Residual Connections (Skip Connections)
Residual connections revolutionized deep learning by enabling training of networks with hundreds or thousands of layers. They're now a standard component in modern architectures.
The Problem with Deep Networks
Vanishing Gradients
In deep networks, gradients shrink through layers:
∂L/∂w₁ = ∂L/∂h₁₀ × ∂h₁₀/∂h₉ × ... × ∂h₂/∂h₁ × ∂h₁/∂w₁
If each term < 1 → Product vanishes
Degradation Problem
Surprisingly, deeper networks performed worse than shallower ones (even on training data). This wasn't overfitting—it was optimization difficulty.

MATERIAL PROVIDED:
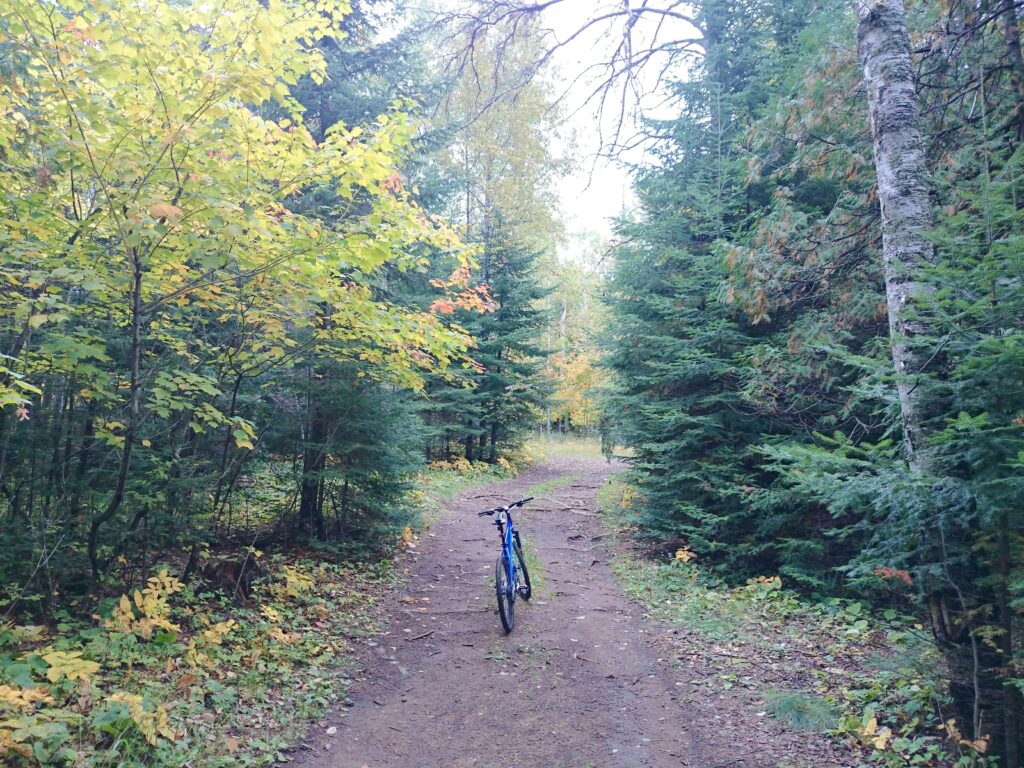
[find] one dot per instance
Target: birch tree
(884, 48)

TO DO:
1. Answer these questions from the passage on residual connections, one line each:
(a) Networks with how many layers did residual connections make trainable?
(b) What happens to gradients as they pass through layers in deep networks?
(c) If not overfitting, what made deeper networks perform worse than shallower ones?
2. Write out the passage on residual connections word for word, everything from "The Problem with" down to "was optimization difficulty.".

SOLUTIONS PER TASK:
1.
(a) Hundreds or thousands of layers.
(b) They shrink.
(c) Optimization difficulty.

2.
The Problem with Deep Networks
Vanishing Gradients
In deep networks, gradients shrink through layers:
∂L/∂w₁ = ∂L/∂h₁₀ × ∂h₁₀/∂h₉ × ... × ∂h₂/∂h₁ × ∂h₁/∂w₁
If each term < 1 → Product vanishes
Degradation Problem
Surprisingly, deeper networks performed worse than shallower ones (even on training data). This wasn't overfitting—it was optimization difficulty.